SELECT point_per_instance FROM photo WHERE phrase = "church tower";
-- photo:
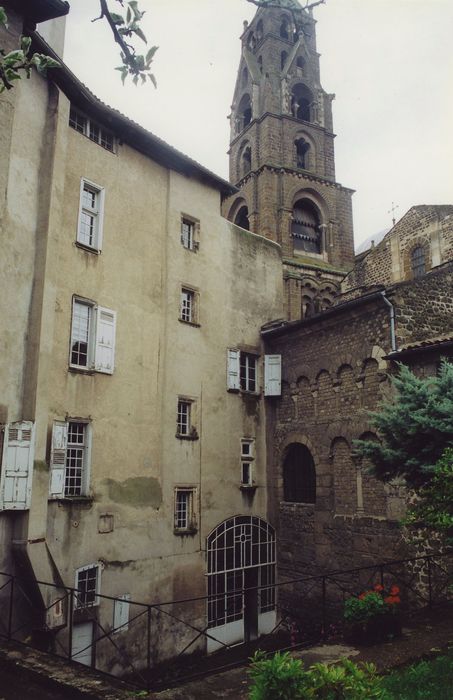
(282, 156)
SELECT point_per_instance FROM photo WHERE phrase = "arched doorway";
(241, 559)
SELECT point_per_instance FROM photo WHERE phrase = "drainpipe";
(392, 321)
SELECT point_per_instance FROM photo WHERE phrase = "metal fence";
(149, 644)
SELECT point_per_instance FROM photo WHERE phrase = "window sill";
(87, 248)
(185, 531)
(194, 436)
(189, 323)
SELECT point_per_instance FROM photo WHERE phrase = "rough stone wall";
(426, 226)
(334, 372)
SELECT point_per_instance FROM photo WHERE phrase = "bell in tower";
(282, 155)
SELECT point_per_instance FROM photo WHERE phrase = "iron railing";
(141, 642)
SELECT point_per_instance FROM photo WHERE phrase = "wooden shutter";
(58, 458)
(17, 466)
(272, 375)
(121, 613)
(104, 357)
(233, 369)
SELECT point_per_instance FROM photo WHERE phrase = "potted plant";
(374, 615)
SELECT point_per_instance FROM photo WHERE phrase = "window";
(87, 584)
(187, 305)
(69, 458)
(81, 123)
(299, 475)
(185, 509)
(418, 262)
(242, 371)
(91, 210)
(247, 372)
(247, 458)
(92, 337)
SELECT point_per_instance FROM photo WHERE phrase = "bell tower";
(282, 156)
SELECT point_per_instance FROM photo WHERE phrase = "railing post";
(71, 615)
(11, 605)
(430, 588)
(148, 650)
(323, 630)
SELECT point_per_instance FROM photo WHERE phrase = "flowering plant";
(372, 603)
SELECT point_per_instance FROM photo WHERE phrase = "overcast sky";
(389, 62)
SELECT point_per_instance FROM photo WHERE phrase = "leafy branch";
(128, 27)
(12, 63)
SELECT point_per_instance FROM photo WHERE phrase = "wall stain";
(136, 491)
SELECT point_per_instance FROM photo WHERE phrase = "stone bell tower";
(282, 156)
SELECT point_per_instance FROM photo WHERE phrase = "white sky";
(389, 62)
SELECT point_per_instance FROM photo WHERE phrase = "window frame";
(190, 524)
(78, 605)
(97, 214)
(99, 317)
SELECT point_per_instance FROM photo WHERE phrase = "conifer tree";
(414, 429)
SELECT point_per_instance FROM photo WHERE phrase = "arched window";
(242, 218)
(246, 160)
(244, 113)
(284, 29)
(306, 227)
(302, 148)
(283, 57)
(418, 262)
(299, 475)
(301, 102)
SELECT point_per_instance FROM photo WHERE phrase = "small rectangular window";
(187, 305)
(185, 509)
(87, 584)
(91, 209)
(93, 330)
(247, 372)
(247, 459)
(183, 426)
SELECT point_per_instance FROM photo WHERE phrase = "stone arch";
(374, 496)
(344, 477)
(239, 213)
(302, 101)
(299, 474)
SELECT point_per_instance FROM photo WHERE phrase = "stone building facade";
(282, 157)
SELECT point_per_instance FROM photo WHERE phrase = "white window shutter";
(233, 369)
(58, 458)
(104, 356)
(272, 375)
(121, 613)
(17, 466)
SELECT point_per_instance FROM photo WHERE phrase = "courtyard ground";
(26, 673)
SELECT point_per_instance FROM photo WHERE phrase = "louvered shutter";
(272, 375)
(233, 369)
(121, 613)
(104, 357)
(58, 458)
(17, 466)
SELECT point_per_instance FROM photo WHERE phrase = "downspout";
(392, 322)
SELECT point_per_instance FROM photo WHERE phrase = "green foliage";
(19, 60)
(426, 680)
(283, 678)
(414, 429)
(434, 508)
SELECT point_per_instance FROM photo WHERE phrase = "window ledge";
(87, 248)
(194, 436)
(185, 531)
(189, 323)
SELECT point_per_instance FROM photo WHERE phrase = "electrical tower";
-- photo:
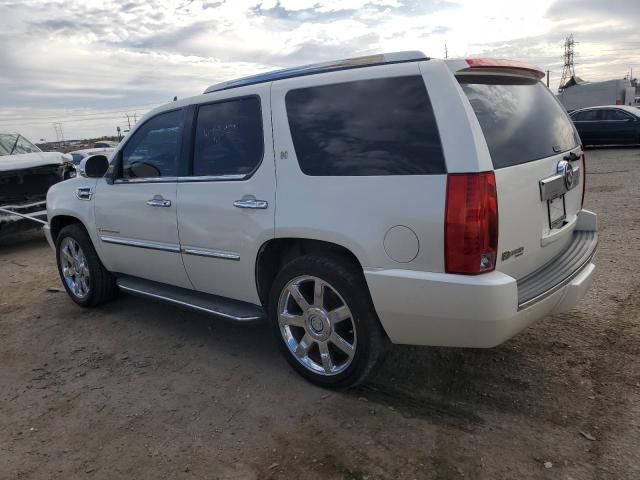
(57, 126)
(568, 70)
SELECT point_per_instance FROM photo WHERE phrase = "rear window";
(368, 127)
(520, 119)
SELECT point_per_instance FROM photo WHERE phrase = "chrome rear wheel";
(317, 325)
(74, 268)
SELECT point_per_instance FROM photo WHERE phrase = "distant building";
(577, 93)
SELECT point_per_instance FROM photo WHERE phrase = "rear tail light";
(584, 177)
(471, 223)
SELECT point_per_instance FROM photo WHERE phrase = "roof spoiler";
(495, 66)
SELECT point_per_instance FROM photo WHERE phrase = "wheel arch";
(58, 222)
(277, 252)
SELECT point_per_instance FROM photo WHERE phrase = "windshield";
(15, 144)
(520, 119)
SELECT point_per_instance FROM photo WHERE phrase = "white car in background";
(385, 199)
(26, 173)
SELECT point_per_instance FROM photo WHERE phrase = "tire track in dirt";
(616, 368)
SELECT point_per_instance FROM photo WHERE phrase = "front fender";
(63, 201)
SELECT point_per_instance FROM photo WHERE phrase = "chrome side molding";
(174, 248)
(164, 247)
(201, 252)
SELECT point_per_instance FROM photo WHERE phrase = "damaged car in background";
(26, 173)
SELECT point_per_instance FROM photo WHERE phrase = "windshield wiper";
(15, 144)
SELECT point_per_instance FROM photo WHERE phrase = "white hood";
(30, 160)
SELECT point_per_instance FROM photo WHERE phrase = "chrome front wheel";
(74, 268)
(317, 325)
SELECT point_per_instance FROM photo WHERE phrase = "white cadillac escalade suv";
(353, 204)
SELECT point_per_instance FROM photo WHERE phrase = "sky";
(88, 64)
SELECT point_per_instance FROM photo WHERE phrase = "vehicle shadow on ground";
(444, 385)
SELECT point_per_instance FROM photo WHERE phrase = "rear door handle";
(159, 202)
(251, 202)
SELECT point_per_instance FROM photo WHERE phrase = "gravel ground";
(138, 389)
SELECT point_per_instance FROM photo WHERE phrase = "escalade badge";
(516, 252)
(565, 170)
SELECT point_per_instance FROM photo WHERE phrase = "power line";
(568, 71)
(120, 110)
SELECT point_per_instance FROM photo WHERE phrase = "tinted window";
(586, 116)
(229, 138)
(77, 158)
(615, 115)
(154, 148)
(369, 127)
(520, 119)
(15, 144)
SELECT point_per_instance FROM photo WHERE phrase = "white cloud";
(65, 59)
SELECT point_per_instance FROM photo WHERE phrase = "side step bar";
(226, 308)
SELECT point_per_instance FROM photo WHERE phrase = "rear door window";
(365, 128)
(153, 149)
(615, 115)
(229, 139)
(520, 119)
(586, 116)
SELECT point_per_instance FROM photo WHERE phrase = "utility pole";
(57, 126)
(568, 69)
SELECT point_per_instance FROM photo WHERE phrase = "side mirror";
(94, 166)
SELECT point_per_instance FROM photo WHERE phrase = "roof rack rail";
(345, 64)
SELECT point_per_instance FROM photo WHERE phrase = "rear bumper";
(423, 308)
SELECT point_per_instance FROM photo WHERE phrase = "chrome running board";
(226, 308)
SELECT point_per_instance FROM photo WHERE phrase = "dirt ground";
(138, 389)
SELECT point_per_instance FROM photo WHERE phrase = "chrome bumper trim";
(560, 271)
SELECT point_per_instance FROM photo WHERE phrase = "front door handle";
(159, 202)
(251, 202)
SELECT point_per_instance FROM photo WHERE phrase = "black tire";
(102, 284)
(347, 279)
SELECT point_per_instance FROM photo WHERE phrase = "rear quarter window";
(366, 127)
(520, 119)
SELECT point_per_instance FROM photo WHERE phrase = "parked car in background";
(353, 204)
(79, 155)
(26, 173)
(105, 144)
(608, 125)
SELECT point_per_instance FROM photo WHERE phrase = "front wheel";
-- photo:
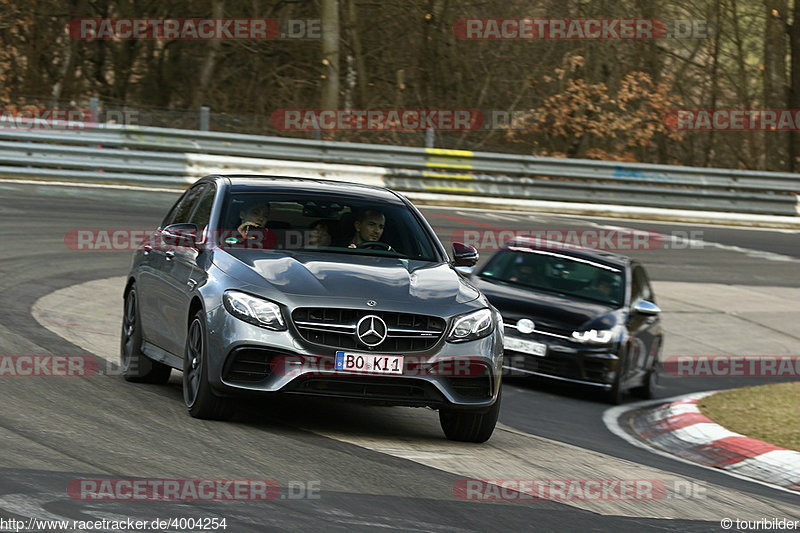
(136, 366)
(616, 395)
(470, 426)
(648, 390)
(200, 400)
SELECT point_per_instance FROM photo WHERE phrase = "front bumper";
(246, 359)
(564, 359)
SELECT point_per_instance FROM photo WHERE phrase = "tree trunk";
(200, 90)
(794, 89)
(330, 53)
(776, 151)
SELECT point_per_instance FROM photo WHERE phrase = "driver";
(369, 227)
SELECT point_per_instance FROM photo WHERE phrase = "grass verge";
(768, 412)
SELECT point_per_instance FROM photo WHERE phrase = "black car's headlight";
(254, 310)
(594, 336)
(471, 326)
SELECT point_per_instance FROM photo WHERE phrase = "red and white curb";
(681, 429)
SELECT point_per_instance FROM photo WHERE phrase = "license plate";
(521, 345)
(369, 364)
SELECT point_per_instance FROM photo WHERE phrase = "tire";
(200, 400)
(136, 366)
(615, 395)
(470, 426)
(648, 390)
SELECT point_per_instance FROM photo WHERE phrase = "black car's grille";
(371, 388)
(546, 329)
(249, 365)
(336, 328)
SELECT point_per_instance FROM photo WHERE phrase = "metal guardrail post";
(94, 107)
(205, 118)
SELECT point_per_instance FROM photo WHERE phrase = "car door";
(150, 265)
(643, 328)
(161, 305)
(182, 274)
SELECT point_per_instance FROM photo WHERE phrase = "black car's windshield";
(556, 272)
(327, 223)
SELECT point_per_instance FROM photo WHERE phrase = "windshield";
(270, 221)
(556, 272)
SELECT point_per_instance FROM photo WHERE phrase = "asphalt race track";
(361, 468)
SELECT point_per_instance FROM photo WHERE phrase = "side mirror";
(467, 271)
(646, 308)
(464, 255)
(180, 235)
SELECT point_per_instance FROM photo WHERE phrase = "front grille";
(336, 328)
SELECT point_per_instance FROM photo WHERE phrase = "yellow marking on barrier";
(438, 163)
(452, 153)
(447, 176)
(451, 189)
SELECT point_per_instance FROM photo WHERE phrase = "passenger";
(253, 217)
(368, 227)
(320, 234)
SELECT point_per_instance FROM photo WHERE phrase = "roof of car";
(523, 243)
(243, 182)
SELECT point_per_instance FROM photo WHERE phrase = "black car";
(263, 285)
(577, 315)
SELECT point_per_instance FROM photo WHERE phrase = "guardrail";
(118, 153)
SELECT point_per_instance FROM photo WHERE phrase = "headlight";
(471, 326)
(254, 310)
(594, 336)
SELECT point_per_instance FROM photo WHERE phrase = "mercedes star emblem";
(371, 330)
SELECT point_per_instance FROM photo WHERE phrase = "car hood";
(320, 275)
(553, 311)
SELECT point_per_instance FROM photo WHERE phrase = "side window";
(180, 213)
(202, 213)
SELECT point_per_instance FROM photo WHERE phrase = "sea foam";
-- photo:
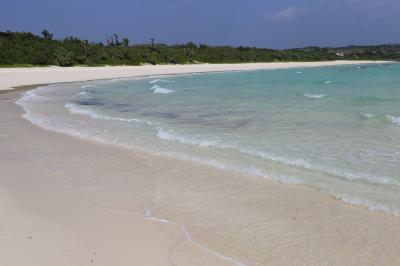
(158, 89)
(314, 96)
(393, 119)
(77, 109)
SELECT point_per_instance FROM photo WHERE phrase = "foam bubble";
(314, 96)
(393, 119)
(158, 89)
(77, 109)
(158, 81)
(366, 115)
(367, 203)
(185, 139)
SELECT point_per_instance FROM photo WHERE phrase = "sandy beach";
(69, 201)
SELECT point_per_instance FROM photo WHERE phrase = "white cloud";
(288, 13)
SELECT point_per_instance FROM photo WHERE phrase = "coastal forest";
(27, 49)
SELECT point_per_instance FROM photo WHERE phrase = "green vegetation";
(27, 49)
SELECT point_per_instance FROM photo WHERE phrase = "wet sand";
(67, 201)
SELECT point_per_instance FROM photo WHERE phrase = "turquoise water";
(336, 129)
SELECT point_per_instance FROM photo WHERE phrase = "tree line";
(27, 49)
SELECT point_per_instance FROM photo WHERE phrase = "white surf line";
(149, 215)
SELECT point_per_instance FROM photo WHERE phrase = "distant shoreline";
(26, 76)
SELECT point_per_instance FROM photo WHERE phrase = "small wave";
(210, 142)
(186, 139)
(158, 81)
(76, 109)
(31, 95)
(314, 96)
(366, 115)
(87, 86)
(158, 89)
(368, 204)
(393, 119)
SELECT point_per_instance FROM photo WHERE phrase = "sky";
(275, 24)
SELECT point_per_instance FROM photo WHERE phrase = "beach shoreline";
(11, 77)
(311, 228)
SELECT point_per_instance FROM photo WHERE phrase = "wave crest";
(158, 89)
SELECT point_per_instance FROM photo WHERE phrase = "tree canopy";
(24, 48)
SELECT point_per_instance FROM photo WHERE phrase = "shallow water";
(332, 128)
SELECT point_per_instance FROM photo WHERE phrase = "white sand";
(66, 201)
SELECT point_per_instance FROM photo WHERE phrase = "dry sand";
(66, 201)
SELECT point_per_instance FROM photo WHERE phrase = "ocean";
(335, 129)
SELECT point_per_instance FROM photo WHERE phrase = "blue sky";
(261, 23)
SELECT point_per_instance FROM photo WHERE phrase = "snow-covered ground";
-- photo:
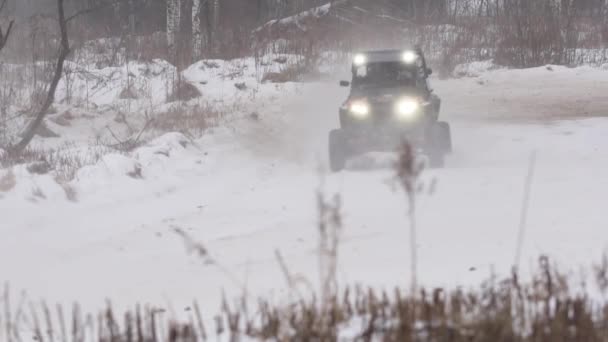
(249, 189)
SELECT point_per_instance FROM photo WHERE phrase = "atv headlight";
(359, 109)
(359, 59)
(409, 57)
(407, 108)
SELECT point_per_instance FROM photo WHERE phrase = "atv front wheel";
(338, 152)
(440, 144)
(444, 136)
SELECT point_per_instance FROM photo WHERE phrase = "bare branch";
(64, 51)
(87, 11)
(4, 36)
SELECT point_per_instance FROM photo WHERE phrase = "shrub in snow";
(7, 181)
(184, 91)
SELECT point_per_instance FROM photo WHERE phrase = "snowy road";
(247, 194)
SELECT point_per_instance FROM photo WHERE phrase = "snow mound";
(474, 69)
(110, 166)
(18, 182)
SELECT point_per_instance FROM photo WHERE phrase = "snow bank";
(474, 69)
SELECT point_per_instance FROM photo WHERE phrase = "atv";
(390, 101)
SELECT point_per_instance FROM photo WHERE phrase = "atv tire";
(338, 151)
(440, 145)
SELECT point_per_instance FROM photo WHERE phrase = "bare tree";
(64, 51)
(4, 35)
(197, 37)
(173, 24)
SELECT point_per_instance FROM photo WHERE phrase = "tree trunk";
(173, 25)
(215, 21)
(64, 51)
(4, 36)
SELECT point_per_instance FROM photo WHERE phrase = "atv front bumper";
(383, 138)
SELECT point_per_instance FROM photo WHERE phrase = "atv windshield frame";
(387, 74)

-*-*-

PROBLEM STATEMENT —
Please extract each line of the rows above that contains the string "post". Case counts.

CORRECT ANSWER —
SELECT point_per_instance FROM photo WHERE phrase = "railing post";
SELECT point_per_instance FROM photo WHERE phrase = "metal guardrail post";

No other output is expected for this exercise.